WHAT IS ASKED:
a: Please write out the passage from the excerpt below between "The depiction of" and "for what to say.", inclusive.
b: According to the excerpt below, in what year was Howard Engel's Cooperman novel Dead and Buried published?

EXCERPT PROVIDED:

I'm more than a third of the way through after only one real sitting and I'm looking forward to getting back to it soon. The writing is so smooth, so polished, you just can't resist it.

The depiction of women, on the other hand? Well, I'll have more on that issue when I post my review.

Dead and Buried (Unless I'm Missing Something)

Howard Engel's novel, Dead and Buried I've finally finished reading Howard Engel's 1990 Cooperman novel, Dead and Buried. I promised everyone a review but now I'm not sure what to say. No, I don't believe in that old adage: If you don't have something good to say, don't say anything. I'm just at a loss for what to say.

I didn't enjoy this book. It was a tough slog for me every page of the way. I literally had to force myself to sit down to read it and it was a relief when I finally turned the last page.

RECORD EXTRACTS:

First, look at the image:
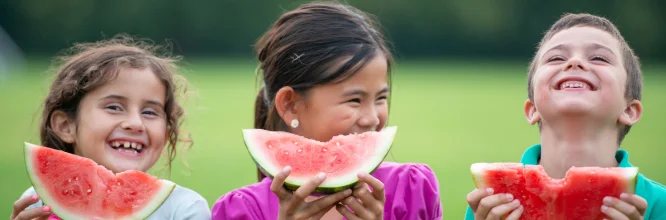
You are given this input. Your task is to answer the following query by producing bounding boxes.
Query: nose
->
[120,113,145,133]
[357,107,380,130]
[564,57,588,71]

LIST OF SOLUTIONS:
a:
The depiction of women, on the other hand? Well, I'll have more on that issue when I post my review.

Dead and Buried (Unless I'm Missing Something)

Howard Engel's novel, Dead and Buried I've finally finished reading Howard Engel's 1990 Cooperman novel, Dead and Buried. I promised everyone a review but now I'm not sure what to say. No, I don't believe in that old adage: If you don't have something good to say, don't say anything. I'm just at a loss for what to say.

b: 1990